Instructions for the task: Reproduce the records starting at the line that contains "point: suit trousers" and ending at the end of the records, with both ends included. Keep every text line unchanged, multiply each coordinate by 0.75, rounding to whole numbers with halves rounded up, and leave the pictures out of your answer.

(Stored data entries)
▬▬▬▬▬▬▬▬▬▬

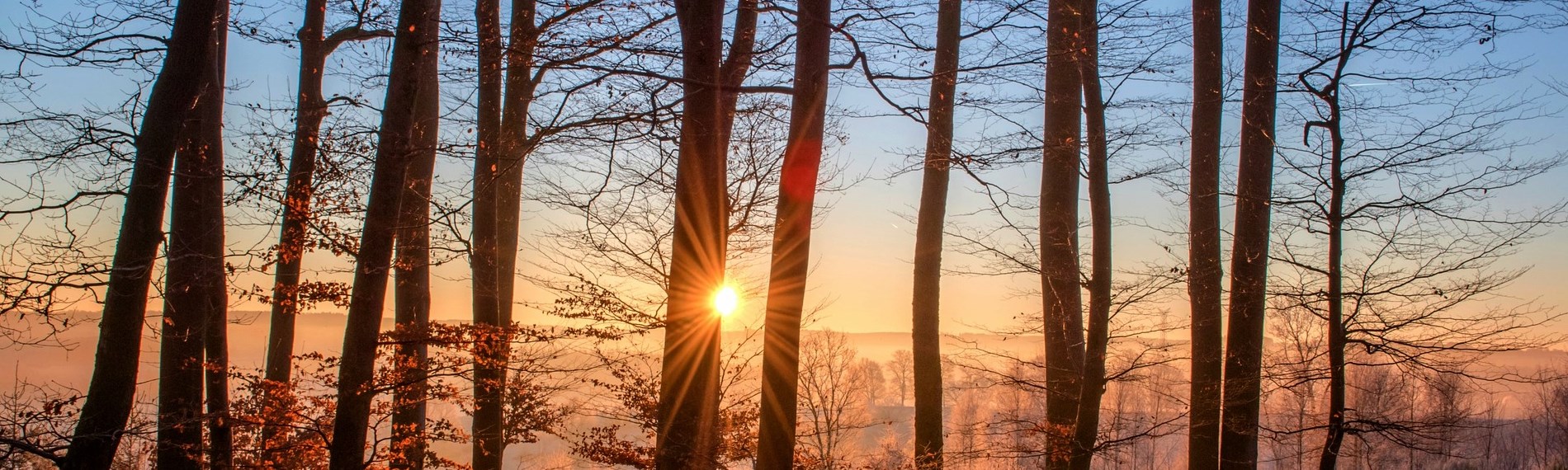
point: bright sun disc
(726, 301)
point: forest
(758, 234)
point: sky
(862, 247)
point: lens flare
(726, 299)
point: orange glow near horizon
(726, 299)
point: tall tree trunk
(1059, 264)
(486, 285)
(792, 238)
(411, 289)
(186, 76)
(1250, 247)
(205, 198)
(311, 110)
(195, 289)
(927, 339)
(1336, 284)
(1205, 273)
(1334, 221)
(689, 383)
(1098, 339)
(508, 116)
(416, 40)
(292, 238)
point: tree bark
(932, 219)
(205, 200)
(1205, 273)
(292, 235)
(195, 289)
(411, 289)
(485, 259)
(416, 40)
(792, 237)
(689, 384)
(1098, 339)
(1336, 282)
(1059, 264)
(186, 74)
(1250, 247)
(1334, 221)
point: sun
(726, 299)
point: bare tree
(187, 73)
(927, 360)
(1411, 254)
(397, 151)
(689, 384)
(311, 109)
(1059, 262)
(833, 400)
(1205, 273)
(792, 237)
(196, 295)
(1250, 247)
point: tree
(196, 295)
(416, 38)
(311, 109)
(187, 73)
(834, 402)
(689, 384)
(1059, 262)
(1386, 226)
(1099, 278)
(485, 259)
(411, 289)
(927, 360)
(792, 237)
(1250, 247)
(902, 370)
(1205, 273)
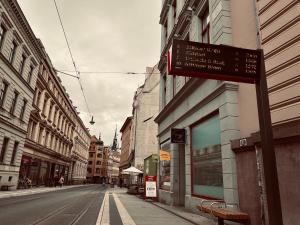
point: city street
(87, 205)
(78, 205)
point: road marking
(125, 217)
(103, 216)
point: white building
(143, 141)
(19, 58)
(80, 152)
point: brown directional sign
(219, 62)
(178, 136)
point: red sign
(210, 61)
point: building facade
(49, 142)
(113, 166)
(19, 59)
(80, 152)
(279, 37)
(125, 148)
(143, 140)
(212, 112)
(98, 160)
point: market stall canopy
(131, 170)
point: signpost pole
(268, 151)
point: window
(164, 93)
(22, 64)
(205, 27)
(207, 178)
(13, 156)
(38, 97)
(23, 109)
(14, 102)
(164, 165)
(30, 74)
(3, 91)
(12, 53)
(3, 149)
(2, 34)
(45, 105)
(174, 12)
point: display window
(207, 176)
(164, 166)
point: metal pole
(268, 151)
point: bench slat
(224, 213)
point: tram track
(87, 200)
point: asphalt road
(78, 206)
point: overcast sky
(104, 35)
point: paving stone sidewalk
(33, 190)
(147, 212)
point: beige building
(19, 58)
(212, 112)
(80, 152)
(98, 161)
(50, 138)
(279, 37)
(125, 144)
(113, 165)
(143, 140)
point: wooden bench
(4, 187)
(218, 210)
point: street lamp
(92, 121)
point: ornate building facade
(49, 142)
(80, 152)
(19, 57)
(98, 161)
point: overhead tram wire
(106, 72)
(73, 61)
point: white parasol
(132, 170)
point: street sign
(178, 136)
(219, 62)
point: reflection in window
(164, 164)
(207, 177)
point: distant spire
(115, 141)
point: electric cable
(72, 58)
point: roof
(127, 121)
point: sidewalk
(146, 212)
(33, 190)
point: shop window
(3, 149)
(12, 53)
(205, 19)
(164, 166)
(13, 156)
(207, 178)
(3, 91)
(14, 102)
(2, 34)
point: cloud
(114, 35)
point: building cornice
(19, 19)
(164, 11)
(42, 149)
(183, 24)
(191, 86)
(5, 121)
(21, 78)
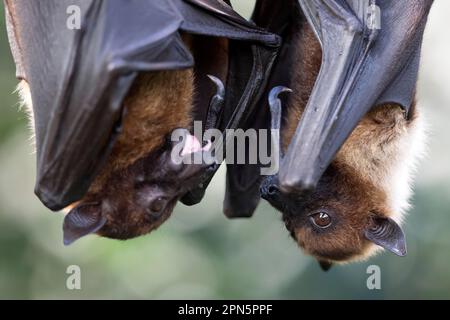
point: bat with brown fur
(351, 129)
(106, 97)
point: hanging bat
(103, 100)
(352, 131)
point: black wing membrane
(79, 78)
(363, 64)
(243, 180)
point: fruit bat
(103, 100)
(351, 128)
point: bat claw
(219, 84)
(275, 92)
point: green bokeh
(198, 253)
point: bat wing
(243, 180)
(371, 54)
(79, 78)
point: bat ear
(81, 221)
(325, 265)
(386, 233)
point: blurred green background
(198, 253)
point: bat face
(331, 222)
(360, 196)
(142, 181)
(133, 201)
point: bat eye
(157, 206)
(321, 219)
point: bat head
(133, 197)
(138, 199)
(357, 201)
(340, 220)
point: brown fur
(354, 190)
(157, 104)
(134, 174)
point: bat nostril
(272, 190)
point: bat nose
(269, 191)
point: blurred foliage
(198, 253)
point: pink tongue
(192, 145)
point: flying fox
(351, 129)
(105, 98)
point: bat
(352, 131)
(95, 95)
(94, 68)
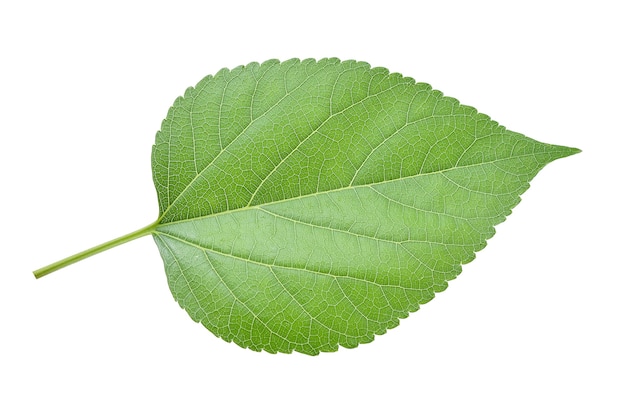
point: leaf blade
(331, 210)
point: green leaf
(309, 204)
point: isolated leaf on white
(307, 205)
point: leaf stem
(95, 250)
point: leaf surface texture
(310, 204)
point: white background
(537, 319)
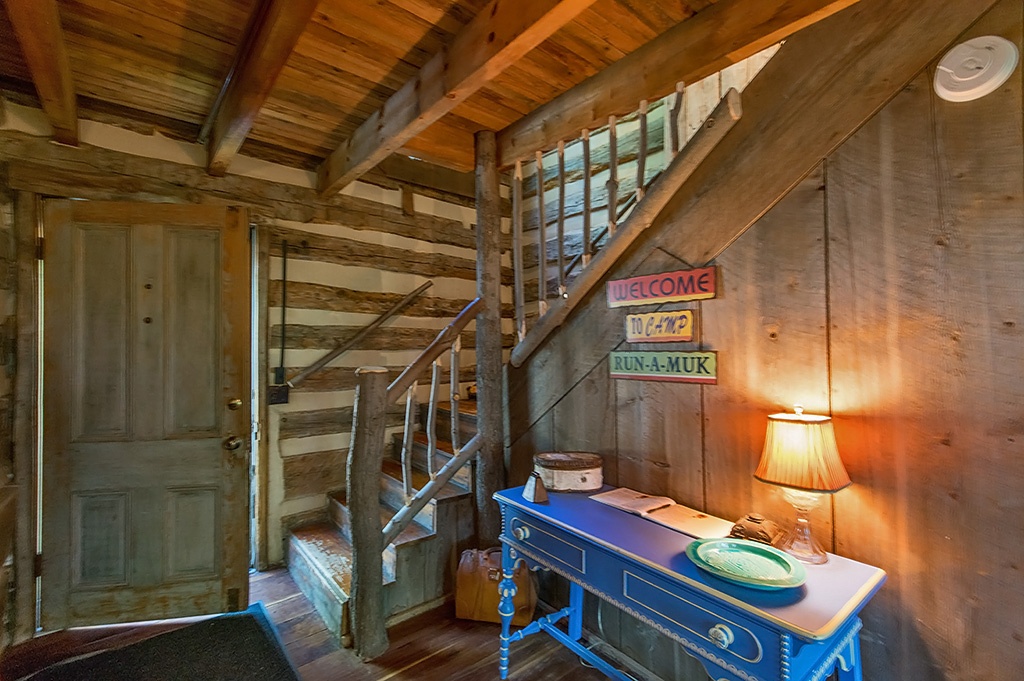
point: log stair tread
(329, 551)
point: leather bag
(476, 593)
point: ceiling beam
(500, 35)
(273, 30)
(37, 25)
(717, 37)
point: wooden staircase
(420, 563)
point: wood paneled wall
(888, 289)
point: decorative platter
(750, 563)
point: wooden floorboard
(432, 646)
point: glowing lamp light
(801, 456)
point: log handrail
(341, 348)
(365, 458)
(442, 342)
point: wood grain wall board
(317, 296)
(329, 422)
(585, 421)
(658, 438)
(769, 326)
(350, 252)
(307, 474)
(539, 436)
(927, 264)
(816, 91)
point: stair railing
(341, 348)
(366, 457)
(450, 339)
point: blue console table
(739, 634)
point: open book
(667, 512)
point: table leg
(849, 662)
(576, 611)
(506, 608)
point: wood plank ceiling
(163, 62)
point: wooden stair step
(392, 470)
(463, 476)
(466, 407)
(324, 546)
(338, 511)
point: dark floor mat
(241, 646)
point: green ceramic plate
(750, 563)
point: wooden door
(145, 382)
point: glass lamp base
(799, 542)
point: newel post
(363, 483)
(491, 389)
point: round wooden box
(569, 471)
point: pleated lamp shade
(801, 453)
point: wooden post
(677, 108)
(561, 218)
(26, 225)
(491, 389)
(542, 239)
(612, 184)
(642, 152)
(365, 458)
(585, 136)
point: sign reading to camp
(679, 367)
(659, 327)
(664, 288)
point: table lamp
(801, 457)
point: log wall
(351, 257)
(344, 270)
(888, 289)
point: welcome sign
(678, 367)
(668, 287)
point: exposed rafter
(37, 25)
(501, 34)
(273, 30)
(717, 37)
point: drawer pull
(721, 636)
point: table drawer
(561, 550)
(734, 638)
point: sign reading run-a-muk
(659, 327)
(664, 288)
(679, 367)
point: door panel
(145, 343)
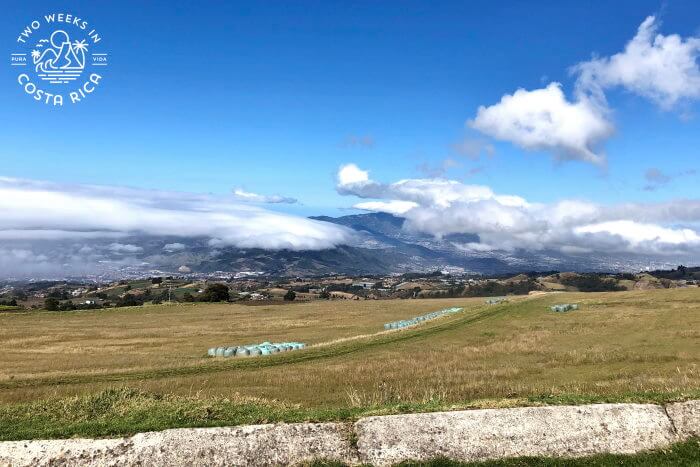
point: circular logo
(59, 59)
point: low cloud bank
(40, 210)
(507, 222)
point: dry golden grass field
(615, 344)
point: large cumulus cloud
(507, 222)
(663, 69)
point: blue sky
(577, 122)
(264, 95)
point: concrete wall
(466, 435)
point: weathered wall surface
(535, 431)
(465, 435)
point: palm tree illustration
(80, 46)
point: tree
(216, 293)
(51, 304)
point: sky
(502, 112)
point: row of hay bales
(564, 307)
(496, 300)
(266, 348)
(419, 319)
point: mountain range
(381, 245)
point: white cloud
(79, 211)
(391, 207)
(661, 68)
(350, 174)
(507, 222)
(543, 119)
(242, 195)
(121, 248)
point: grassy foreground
(125, 411)
(117, 372)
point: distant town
(257, 288)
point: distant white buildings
(364, 284)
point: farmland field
(621, 346)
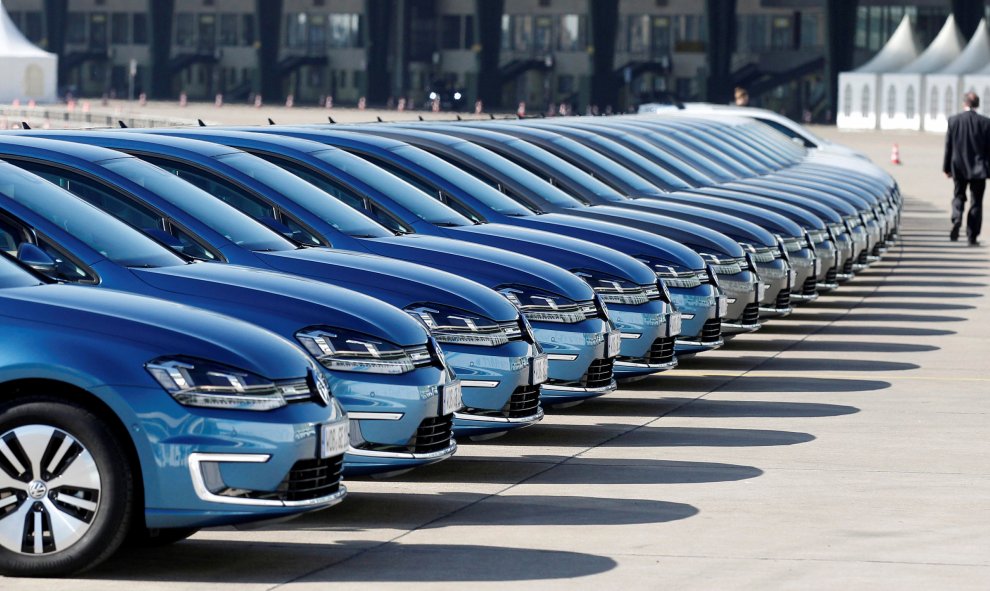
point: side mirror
(166, 239)
(36, 258)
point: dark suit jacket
(967, 143)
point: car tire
(144, 537)
(81, 500)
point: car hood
(563, 251)
(397, 282)
(486, 265)
(631, 241)
(156, 326)
(281, 302)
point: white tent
(945, 89)
(29, 72)
(859, 89)
(903, 94)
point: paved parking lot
(844, 447)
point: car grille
(525, 402)
(661, 351)
(711, 332)
(311, 479)
(433, 434)
(599, 373)
(751, 313)
(783, 299)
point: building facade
(583, 54)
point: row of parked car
(209, 326)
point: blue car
(123, 415)
(489, 346)
(636, 307)
(647, 178)
(381, 364)
(605, 203)
(497, 220)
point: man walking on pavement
(966, 150)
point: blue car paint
(281, 303)
(478, 261)
(402, 284)
(93, 345)
(699, 304)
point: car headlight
(449, 325)
(541, 306)
(345, 350)
(207, 384)
(722, 264)
(670, 274)
(613, 290)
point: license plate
(541, 369)
(452, 398)
(334, 439)
(614, 343)
(674, 324)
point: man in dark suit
(967, 143)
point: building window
(185, 29)
(120, 27)
(228, 29)
(140, 34)
(75, 27)
(571, 36)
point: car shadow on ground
(231, 562)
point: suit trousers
(974, 219)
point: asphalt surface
(844, 447)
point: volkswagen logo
(319, 386)
(37, 489)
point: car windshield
(102, 232)
(467, 183)
(314, 200)
(419, 203)
(536, 188)
(581, 153)
(560, 167)
(222, 218)
(13, 276)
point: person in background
(967, 142)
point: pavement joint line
(785, 559)
(579, 454)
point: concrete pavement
(844, 447)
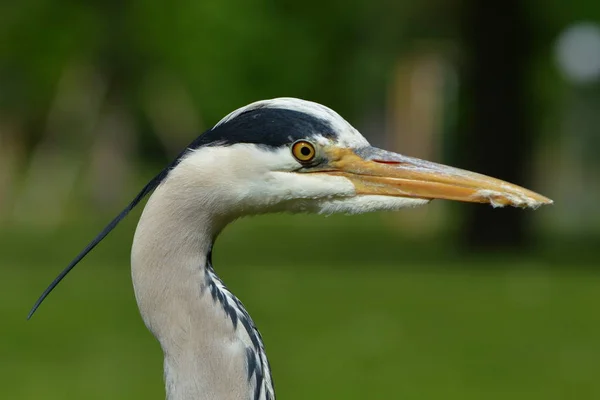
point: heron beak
(378, 172)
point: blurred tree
(496, 132)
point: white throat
(211, 347)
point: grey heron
(279, 155)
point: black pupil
(305, 151)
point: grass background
(348, 307)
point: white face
(249, 179)
(346, 175)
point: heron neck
(204, 331)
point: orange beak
(378, 172)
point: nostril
(389, 162)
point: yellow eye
(303, 151)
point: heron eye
(303, 151)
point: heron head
(293, 155)
(298, 156)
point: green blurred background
(448, 301)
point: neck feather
(211, 347)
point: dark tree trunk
(495, 135)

▬▬▬▬▬▬▬▬▬▬

Final answer:
point: suit trousers
(731, 164)
point: asphalt surface
(633, 335)
point: volkswagen logo
(239, 290)
(28, 367)
point: car windshield
(77, 174)
(350, 137)
(236, 150)
(314, 152)
(402, 141)
(436, 115)
(420, 125)
(167, 164)
(10, 207)
point: person in background
(725, 107)
point: pavement joint line
(589, 419)
(434, 341)
point: concrete pavement
(633, 335)
point: heron beak
(284, 129)
point: blurred tree
(372, 99)
point: white throat
(158, 260)
point: grey heron
(209, 116)
point: black pupil
(229, 113)
point: grass background
(261, 230)
point: white face
(187, 134)
(260, 131)
point: heron neck
(153, 248)
point: orange beak
(284, 129)
point: nostril
(292, 122)
point: yellow eye
(227, 113)
point: heron eye
(227, 113)
point: heron head
(220, 116)
(224, 117)
point: green blurred background
(336, 226)
point: neck feather
(158, 260)
point: dark tree trunk
(371, 101)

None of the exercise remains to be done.